» **STATED GOAL**: Reproduce the passage of the k-truss feature description between "Our goal is" and "Loops (not cycles)", inclusive.

» **SELECTION**:
================

# Implementing K-Trusses

## Details

• Type: New Feature
• Status: Closed
• Priority: Major
• Resolution: Fixed
• Affects Version/s: 0.5
• Fix Version/s:
• Component/s: None
• Labels:
None

## Description

We are Tillmann Fiehn and Sebastian Arnold, IT students from TU Berlin. As Sebastian Schelter already announced, we are atteding Isabel's and Sebastian's class "Large scale data analysis and data mining" and picked an interesting project that we want to implement in Mahout. We are open for any hints and suggestions and would appreciate if you could share your thoughts on our proposal.

Our goal is to implement a map/reduce algorithm for finding k-trusses in a given graph. A k-truss is a nontrivial, single-component maximal subgraph, such that every edge is contained in at least k-2 triangles in the subgraph. The algorithm was proposed in the IEEE paper J. Cohen 2009: "Graph Twiddling in a MapReduce World" (http://www.csee.usf.edu/~anda/CIS6930-S11/papers/graph-processing-w-mapreduce.pdf) and involves a number of graph algorithms that are to our knowledge currently not present in Mahout:

Goal: finding K-Trusses

• relaxation of k-member clique
• non-trivial, single-component maximal subgraph, s.t.
• every edge is contained in at least k-2 triangles in the subgraph

Algorithms to be implemented on top of Mahout / Hadoop:

simplifyGraph: Edges -> RepresentativeEdges

• removes Loops (not cycles)

================

» **DATASET EXCERPT**:
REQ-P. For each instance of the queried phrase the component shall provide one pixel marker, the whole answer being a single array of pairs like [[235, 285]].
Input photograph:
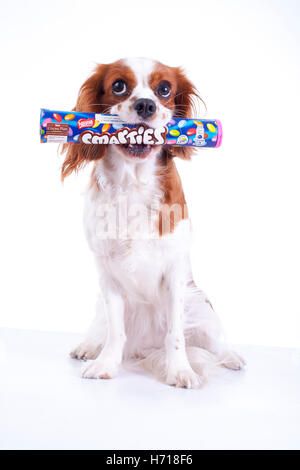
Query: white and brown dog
[[137, 226]]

================

» **OUTPUT FOR THIS TASK**:
Our goal is to implement a map/reduce algorithm for finding k-trusses in a given graph. A k-truss is a nontrivial, single-component maximal subgraph, such that every edge is contained in at least k-2 triangles in the subgraph. The algorithm was proposed in the IEEE paper J. Cohen 2009: "Graph Twiddling in a MapReduce World" (http://www.csee.usf.edu/~anda/CIS6930-S11/papers/graph-processing-w-mapreduce.pdf) and involves a number of graph algorithms that are to our knowledge currently not present in Mahout:

Goal: finding K-Trusses

• relaxation of k-member clique
• non-trivial, single-component maximal subgraph, s.t.
• every edge is contained in at least k-2 triangles in the subgraph

Algorithms to be implemented on top of Mahout / Hadoop:

simplifyGraph: Edges -> RepresentativeEdges

• removes Loops (not cycles)